Reproduce each of the rows below line for line, leaving every character unchanged.

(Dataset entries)
● ● ● ● ● ● ●
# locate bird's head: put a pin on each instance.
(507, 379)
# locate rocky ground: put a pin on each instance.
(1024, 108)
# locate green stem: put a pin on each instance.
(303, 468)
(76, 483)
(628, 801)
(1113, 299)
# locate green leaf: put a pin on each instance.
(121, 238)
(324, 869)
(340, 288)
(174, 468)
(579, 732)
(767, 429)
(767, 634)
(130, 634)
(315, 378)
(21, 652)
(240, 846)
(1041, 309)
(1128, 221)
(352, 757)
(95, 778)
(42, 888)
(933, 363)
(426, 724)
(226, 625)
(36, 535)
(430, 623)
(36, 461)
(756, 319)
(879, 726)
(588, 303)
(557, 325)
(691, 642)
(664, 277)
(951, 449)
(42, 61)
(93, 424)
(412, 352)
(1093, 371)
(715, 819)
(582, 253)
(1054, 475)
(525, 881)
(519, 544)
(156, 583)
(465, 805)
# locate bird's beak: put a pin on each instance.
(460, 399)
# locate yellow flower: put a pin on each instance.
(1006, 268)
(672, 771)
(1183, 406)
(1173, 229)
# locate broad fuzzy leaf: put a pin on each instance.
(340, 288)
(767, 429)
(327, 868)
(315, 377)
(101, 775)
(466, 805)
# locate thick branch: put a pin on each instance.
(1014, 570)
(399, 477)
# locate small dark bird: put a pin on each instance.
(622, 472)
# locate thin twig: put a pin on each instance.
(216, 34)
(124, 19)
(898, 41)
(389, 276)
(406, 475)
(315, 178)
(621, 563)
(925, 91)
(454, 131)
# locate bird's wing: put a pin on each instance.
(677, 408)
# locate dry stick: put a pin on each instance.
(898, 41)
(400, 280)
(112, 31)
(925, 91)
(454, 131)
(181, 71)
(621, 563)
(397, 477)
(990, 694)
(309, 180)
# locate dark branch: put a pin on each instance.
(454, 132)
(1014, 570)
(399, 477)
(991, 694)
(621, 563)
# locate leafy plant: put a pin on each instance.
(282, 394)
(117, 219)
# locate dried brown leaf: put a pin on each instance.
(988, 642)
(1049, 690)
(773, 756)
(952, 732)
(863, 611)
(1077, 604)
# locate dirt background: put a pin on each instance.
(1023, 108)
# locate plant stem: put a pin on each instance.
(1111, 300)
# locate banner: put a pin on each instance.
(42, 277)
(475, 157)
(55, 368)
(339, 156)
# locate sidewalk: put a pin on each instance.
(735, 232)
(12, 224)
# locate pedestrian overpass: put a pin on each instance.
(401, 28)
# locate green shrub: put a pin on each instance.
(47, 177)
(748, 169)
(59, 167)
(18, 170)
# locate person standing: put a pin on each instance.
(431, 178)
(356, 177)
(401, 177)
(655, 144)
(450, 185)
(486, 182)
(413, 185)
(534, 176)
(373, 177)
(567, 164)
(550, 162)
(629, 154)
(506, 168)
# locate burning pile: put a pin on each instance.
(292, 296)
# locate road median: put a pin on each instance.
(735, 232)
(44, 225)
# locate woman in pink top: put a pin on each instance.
● ● ● ● ● ● ●
» Full solution
# locate bird's head: put a pin on each instance.
(507, 379)
# locate rocky ground: put a pin on each instance.
(1024, 108)
# locate green stem: put a pin on each instance.
(303, 468)
(76, 483)
(628, 801)
(1113, 299)
# locate green leaf: put a pin on each instance.
(121, 238)
(324, 869)
(340, 288)
(174, 468)
(579, 732)
(767, 429)
(767, 634)
(130, 634)
(315, 378)
(21, 652)
(240, 846)
(1041, 309)
(1128, 221)
(352, 757)
(95, 778)
(42, 888)
(933, 363)
(426, 724)
(226, 625)
(36, 535)
(430, 623)
(36, 461)
(756, 319)
(879, 726)
(588, 303)
(557, 325)
(691, 642)
(664, 277)
(951, 449)
(42, 61)
(93, 424)
(412, 352)
(1093, 371)
(715, 819)
(582, 253)
(1054, 475)
(525, 881)
(519, 544)
(156, 583)
(465, 805)
# locate bird's beak: put a pin on each instance.
(460, 399)
# locate yellow flower: put a pin on each instance.
(1006, 268)
(672, 771)
(1183, 406)
(1173, 229)
# locate broad fuzzy leaf: put a pin on each instance.
(340, 288)
(767, 429)
(327, 868)
(315, 377)
(101, 775)
(466, 805)
# locate thick branch: put a pin on each instance.
(1014, 570)
(399, 477)
# locate small dark bird: put a pin on each instance.
(622, 472)
# locate thin twig: put a pin on each instance.
(216, 34)
(124, 19)
(898, 41)
(389, 276)
(406, 475)
(315, 178)
(621, 563)
(925, 91)
(454, 131)
# locate bird's wing: put a pin on each instance.
(677, 408)
# locate dry stick: put a pin on each instance.
(898, 41)
(400, 280)
(112, 31)
(925, 91)
(454, 131)
(181, 71)
(621, 563)
(397, 477)
(990, 694)
(309, 180)
# locate dark branch: put a pin on each instance.
(454, 132)
(1014, 570)
(399, 477)
(991, 694)
(621, 563)
# locate leafy plant: put a pin on each instance.
(282, 394)
(117, 219)
# locate dried brown leaf: put a pin on each instance.
(988, 642)
(1049, 690)
(773, 756)
(952, 732)
(863, 611)
(1077, 604)
# locate dirt background: put a pin on each instance.
(1023, 108)
# locate plant stem: put a pin on each instance.
(1111, 300)
# locate banner: put a pin on each instance.
(42, 277)
(475, 157)
(55, 368)
(339, 156)
# locate sidewalk: put a pin on each instance.
(735, 232)
(12, 224)
# locate pedestrian overpass: put a pin on each instance.
(401, 28)
# locate green shrub: put a pin on each instance.
(47, 177)
(748, 169)
(59, 167)
(18, 170)
# locate person standing: put a pin on each instance.
(431, 178)
(356, 177)
(401, 177)
(655, 144)
(450, 185)
(486, 182)
(413, 185)
(534, 176)
(373, 177)
(567, 164)
(550, 162)
(629, 154)
(506, 168)
# locate burning pile: put a pin on each instance.
(292, 296)
# locate road median: put a pin on each instance.
(735, 232)
(44, 225)
# locate woman in pink top: put a pin on each instance.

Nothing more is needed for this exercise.